***** Records supplied

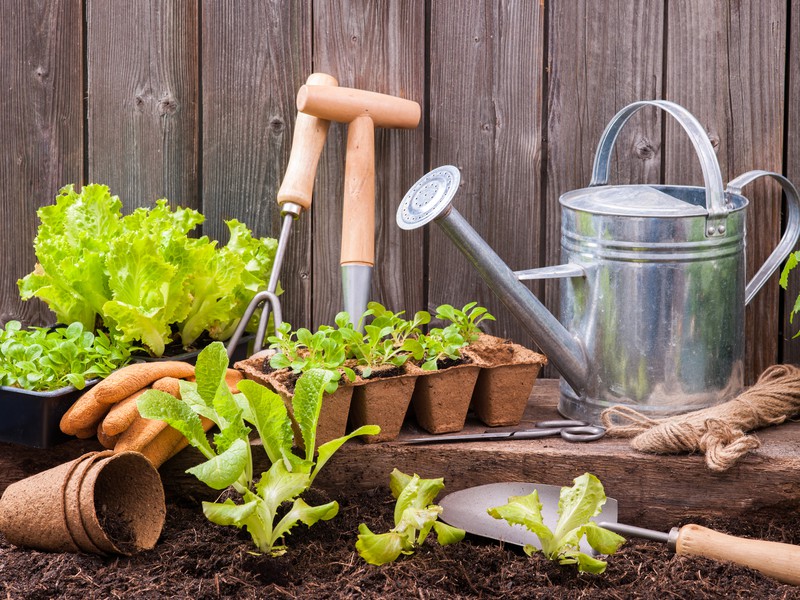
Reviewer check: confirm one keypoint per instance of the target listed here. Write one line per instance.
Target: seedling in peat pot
(230, 461)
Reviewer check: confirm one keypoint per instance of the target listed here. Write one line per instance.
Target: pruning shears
(569, 430)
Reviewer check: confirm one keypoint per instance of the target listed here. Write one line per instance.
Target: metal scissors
(569, 430)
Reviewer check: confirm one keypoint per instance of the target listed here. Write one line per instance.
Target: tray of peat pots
(465, 368)
(386, 378)
(508, 370)
(43, 370)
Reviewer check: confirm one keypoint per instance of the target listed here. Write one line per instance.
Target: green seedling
(271, 506)
(439, 344)
(143, 276)
(45, 359)
(466, 320)
(302, 351)
(381, 342)
(576, 506)
(414, 517)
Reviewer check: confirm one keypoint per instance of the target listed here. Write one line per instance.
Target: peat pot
(653, 285)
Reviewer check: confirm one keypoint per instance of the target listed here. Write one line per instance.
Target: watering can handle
(715, 198)
(790, 235)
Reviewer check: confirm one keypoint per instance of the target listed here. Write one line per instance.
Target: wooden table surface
(653, 490)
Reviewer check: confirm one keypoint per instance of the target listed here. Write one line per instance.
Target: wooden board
(255, 55)
(725, 63)
(378, 47)
(789, 346)
(143, 101)
(653, 491)
(486, 119)
(42, 125)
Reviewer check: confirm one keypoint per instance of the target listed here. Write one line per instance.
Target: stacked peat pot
(393, 365)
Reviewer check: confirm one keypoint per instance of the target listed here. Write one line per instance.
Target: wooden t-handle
(346, 104)
(307, 142)
(358, 207)
(774, 559)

**********

• Objective: In this exercise, set down all of the data exactly, without the pictures.

• Output of the task:
Reviewer check: confirm one keypoint per instance of the target listed here. Write one line per instance.
Target: seedling in peat pot
(230, 461)
Reviewer check: confirm one keypoint per instance of the target listed here. Write one line per instance.
Target: pruning shears
(569, 430)
Reviewer check: confirm one keypoint per instance of the target listed here. Write one line per instance.
Target: metal scissors
(569, 430)
Reviewer check: confirm one keypoint per instance of the target listed here. Write one line per instance.
Target: tray of peat pots
(465, 368)
(386, 378)
(508, 370)
(43, 370)
Reviewer check: confirm one keypoint per instance of the target listed here. Write one line per instance.
Target: green seedling
(271, 506)
(439, 344)
(143, 276)
(45, 359)
(466, 320)
(302, 351)
(381, 342)
(576, 506)
(414, 517)
Reviewer check: confirm one keypoint per instance of the target listed here. Write one line per instance.
Target: peat pot
(653, 285)
Reviewer check: confirm one keypoint per instance of the target listed here. Write one line per instance.
Target: watering can handle
(715, 198)
(790, 235)
Reviewer check: confirm one keypoint per instance of the target listed here. Write one line per instance.
Target: wooden table surface
(653, 490)
Reviewer check: confirm one keypoint per instance of the target listed here. Write one line per instance.
Target: wooden board
(255, 55)
(725, 63)
(378, 47)
(789, 346)
(143, 101)
(653, 491)
(486, 119)
(42, 125)
Reviewer check: confirm one keypoint per instance of the target listed here. Write one line per instance.
Target: stacked peat pot
(393, 365)
Reviewer check: confirm one keypoint per instance of the target listed here. Write one line per instance.
Target: wooden t-handle
(346, 104)
(307, 142)
(358, 207)
(774, 559)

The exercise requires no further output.